_Work to complete_
Please render every line of the rows below as a Markdown table with the columns "No." and "Line", numbering the lines in order and skipping blank ones. Leave the pictures out.

Rows from a pointing dataset

────────────────────

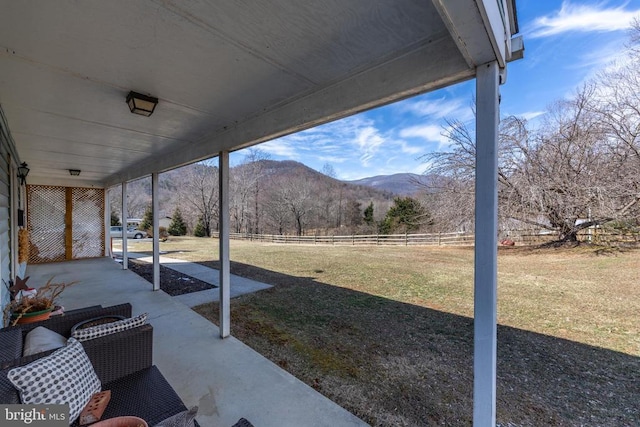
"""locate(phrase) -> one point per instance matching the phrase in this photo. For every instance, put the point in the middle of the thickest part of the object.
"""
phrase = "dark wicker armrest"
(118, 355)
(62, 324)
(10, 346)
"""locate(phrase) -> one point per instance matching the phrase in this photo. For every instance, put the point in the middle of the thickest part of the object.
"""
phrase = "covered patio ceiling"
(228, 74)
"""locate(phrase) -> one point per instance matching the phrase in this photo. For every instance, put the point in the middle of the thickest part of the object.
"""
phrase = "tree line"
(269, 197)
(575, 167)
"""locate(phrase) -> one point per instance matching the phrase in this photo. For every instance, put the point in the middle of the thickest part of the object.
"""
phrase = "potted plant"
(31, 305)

────────────────────

_Problem solution_
| No. | Line |
|---|---|
| 1 | """locate(phrase) -> one point per instance matching the phrase in this photo. For every instance, put the point in the middle of the thickest part of the object. |
| 2 | """ |
| 3 | phrase = "dark wicker armrest" |
| 4 | (118, 355) |
| 5 | (62, 324) |
| 6 | (10, 346) |
| 7 | """locate(phrase) -> one point per instance matching the phrase in this photo. For every instance, put the point in the middle of the thickest part of the object. |
| 8 | """ |
| 9 | phrase = "covered patio ceiling" |
| 10 | (228, 74) |
| 11 | """locate(phrase) -> one point per instance matching the phrase in this photo. For every instance, put the point in the middle of the thickest part of the object. |
| 12 | """ |
| 13 | phrase = "tree line" |
| 14 | (269, 197) |
| 15 | (575, 167) |
| 16 | """locate(phrase) -> one point per instance matching the phrase in this photo. For every instance, put the point in the middle of the thickest part of the object. |
| 17 | """ |
| 18 | phrase = "potted plant" |
| 19 | (31, 305) |